## Instructions for the task
Find every line in the entries below that contains the word "light", and copy each of those lines.

## Dataset rows
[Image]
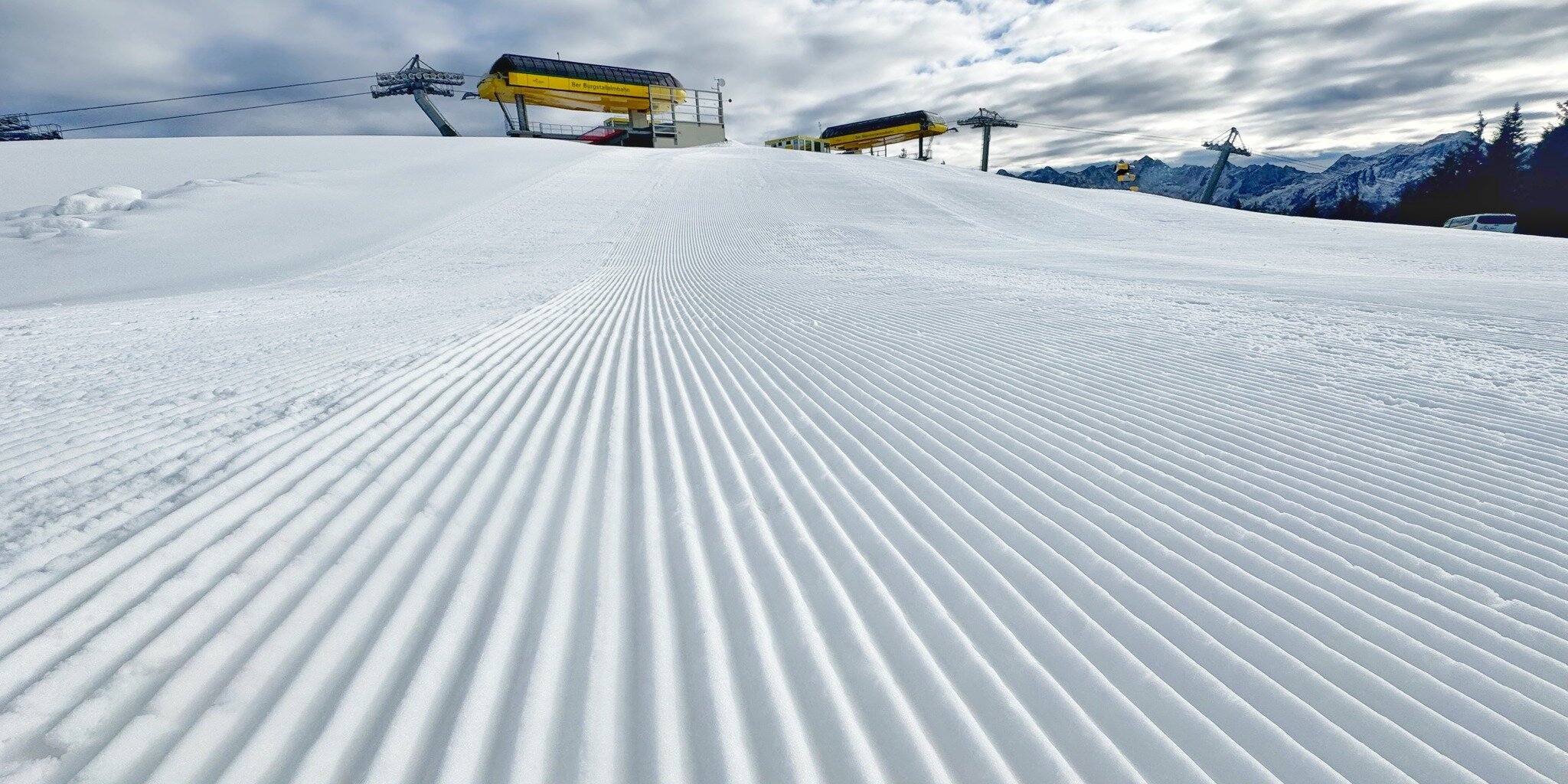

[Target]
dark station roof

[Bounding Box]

* * *

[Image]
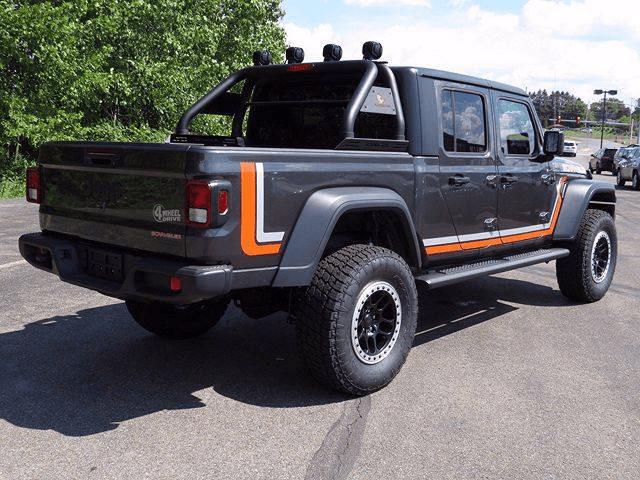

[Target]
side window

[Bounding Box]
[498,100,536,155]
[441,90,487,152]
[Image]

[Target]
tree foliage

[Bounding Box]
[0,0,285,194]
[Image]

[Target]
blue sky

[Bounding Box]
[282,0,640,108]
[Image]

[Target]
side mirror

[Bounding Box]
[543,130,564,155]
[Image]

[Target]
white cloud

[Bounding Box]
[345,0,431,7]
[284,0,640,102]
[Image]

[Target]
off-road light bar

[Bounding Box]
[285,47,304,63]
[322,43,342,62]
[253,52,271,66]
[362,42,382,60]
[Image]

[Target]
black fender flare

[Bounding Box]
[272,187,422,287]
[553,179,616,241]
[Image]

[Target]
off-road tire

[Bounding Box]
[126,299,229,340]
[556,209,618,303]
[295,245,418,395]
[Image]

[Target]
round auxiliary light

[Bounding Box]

## Answer to this task
off-road light bar
round auxiliary light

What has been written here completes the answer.